● What is expected: Repeat every line of the data exactly; the pictures stay out.

● Information shown:

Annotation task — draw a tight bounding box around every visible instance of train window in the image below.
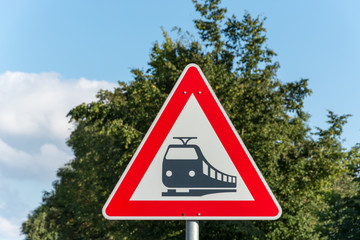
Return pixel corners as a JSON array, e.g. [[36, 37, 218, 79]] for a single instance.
[[229, 177, 232, 183], [224, 175, 227, 182], [165, 147, 198, 160], [210, 168, 215, 178], [217, 172, 222, 180], [202, 162, 208, 175]]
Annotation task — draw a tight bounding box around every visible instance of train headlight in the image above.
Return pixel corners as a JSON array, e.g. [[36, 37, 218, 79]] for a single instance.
[[189, 170, 195, 177], [166, 170, 172, 177]]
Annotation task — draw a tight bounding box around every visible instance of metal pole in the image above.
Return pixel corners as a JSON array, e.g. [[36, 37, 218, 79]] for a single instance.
[[186, 220, 199, 240]]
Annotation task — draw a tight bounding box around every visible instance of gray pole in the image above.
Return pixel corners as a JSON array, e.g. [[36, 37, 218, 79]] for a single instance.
[[186, 220, 199, 240]]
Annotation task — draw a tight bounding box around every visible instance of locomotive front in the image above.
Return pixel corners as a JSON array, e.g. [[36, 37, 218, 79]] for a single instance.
[[162, 137, 237, 196]]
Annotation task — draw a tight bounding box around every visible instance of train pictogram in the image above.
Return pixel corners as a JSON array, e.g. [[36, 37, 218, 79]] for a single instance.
[[162, 137, 237, 196]]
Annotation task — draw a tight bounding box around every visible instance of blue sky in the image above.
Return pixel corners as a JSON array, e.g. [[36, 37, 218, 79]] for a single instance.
[[0, 0, 359, 239]]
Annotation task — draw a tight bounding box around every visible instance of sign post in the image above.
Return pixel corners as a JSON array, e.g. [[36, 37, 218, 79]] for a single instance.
[[186, 220, 199, 240], [103, 64, 281, 236]]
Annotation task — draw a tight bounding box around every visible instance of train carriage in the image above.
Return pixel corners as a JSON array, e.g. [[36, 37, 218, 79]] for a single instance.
[[162, 137, 237, 196]]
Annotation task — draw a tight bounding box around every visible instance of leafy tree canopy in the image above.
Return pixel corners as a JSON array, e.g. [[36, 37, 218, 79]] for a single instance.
[[22, 0, 359, 239]]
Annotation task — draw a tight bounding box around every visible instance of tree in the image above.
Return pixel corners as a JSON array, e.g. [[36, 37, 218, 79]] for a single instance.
[[317, 142, 360, 239], [22, 0, 359, 239]]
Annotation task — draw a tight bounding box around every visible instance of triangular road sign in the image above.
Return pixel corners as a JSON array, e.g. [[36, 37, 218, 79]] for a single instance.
[[103, 64, 282, 220]]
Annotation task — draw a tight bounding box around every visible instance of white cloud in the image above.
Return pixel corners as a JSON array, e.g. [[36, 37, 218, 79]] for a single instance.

● Answer section:
Annotation task — draw a tight bounding box around every visible instance of train window in the image below.
Return pixel corners as a JSON array, e.g. [[36, 37, 218, 79]] for a single instance.
[[229, 177, 232, 183], [224, 175, 227, 182], [165, 147, 198, 160], [210, 168, 215, 178], [217, 172, 222, 180], [202, 162, 208, 175]]
Annotation task — draw a tight bounding box around every visible instance of train headlight in the image above.
Return pixel corners as a JSON array, e.g. [[36, 37, 218, 79]] for a single instance.
[[189, 170, 195, 177], [166, 170, 172, 177]]
Annotation task — draw a tight bounding box around every visible instance of metal pole in the image above.
Return pixel corners as a JSON array, e.g. [[36, 37, 218, 79]] for a single instance.
[[186, 220, 199, 240]]
Annotation task — draw a tight bounding box around every visible instance of gray pole in the image above.
Return pixel corners as a JSON array, e.g. [[36, 37, 218, 79]] for a single instance.
[[186, 220, 199, 240]]
Annotation task — draw a tight bounding box around every visible instance of locomotive front in the image above.
Return pixel corners as a JSON array, e.g. [[36, 37, 218, 79]] for a single instance.
[[162, 137, 237, 196]]
Annotation task — draw a tight bounding box around every visible instance of train pictogram in the image above.
Return pixel corners as a JSON array, e.g. [[36, 37, 218, 79]] for a single instance.
[[162, 137, 237, 196]]
Annotation task — draw a tight bounding box around every visible instance of blue sky in the image above.
Return pixel corners as a JSON array, e.g. [[36, 37, 218, 79]] for a single instance.
[[0, 0, 359, 239]]
Annotation task — draw a tight bounding box around every visible instance of sign post in the image above.
Return pixel corners as a JSON array, e.g. [[36, 37, 218, 79]] for a single instance.
[[186, 220, 199, 240], [103, 64, 281, 236]]
Annotation task — draw a tight bounding box around every visible instance of train carriage in the image above.
Return pixel corners as a JSON array, e.g. [[36, 37, 218, 79]] for a single instance.
[[162, 137, 237, 196]]
Annotation task — draw a tight bounding box around every visible instance of leafy tree canopy in the image above.
Return pixel corners as a JSON array, e.g. [[36, 37, 218, 79]] for a single instance.
[[22, 0, 359, 239]]
Annotation task — draw a tight bounding box around every visible instance of tree in the image above.
Return pixel corners as a JSON array, e.g. [[36, 37, 218, 79]] for a single instance.
[[317, 142, 360, 239], [22, 0, 359, 239]]
Annotation task — draw a tight bounding box around every visible instance of triangular road sign in the image above.
Return pixel corners as a JSON array, e.g. [[36, 37, 218, 79]] for a single instance.
[[103, 64, 282, 220]]
Annotation task — draw a tight bounding box around every visible instance of white cloud in the image above.
Return pixel corners as a JSON array, e.g. [[36, 37, 218, 79]] for a single instance.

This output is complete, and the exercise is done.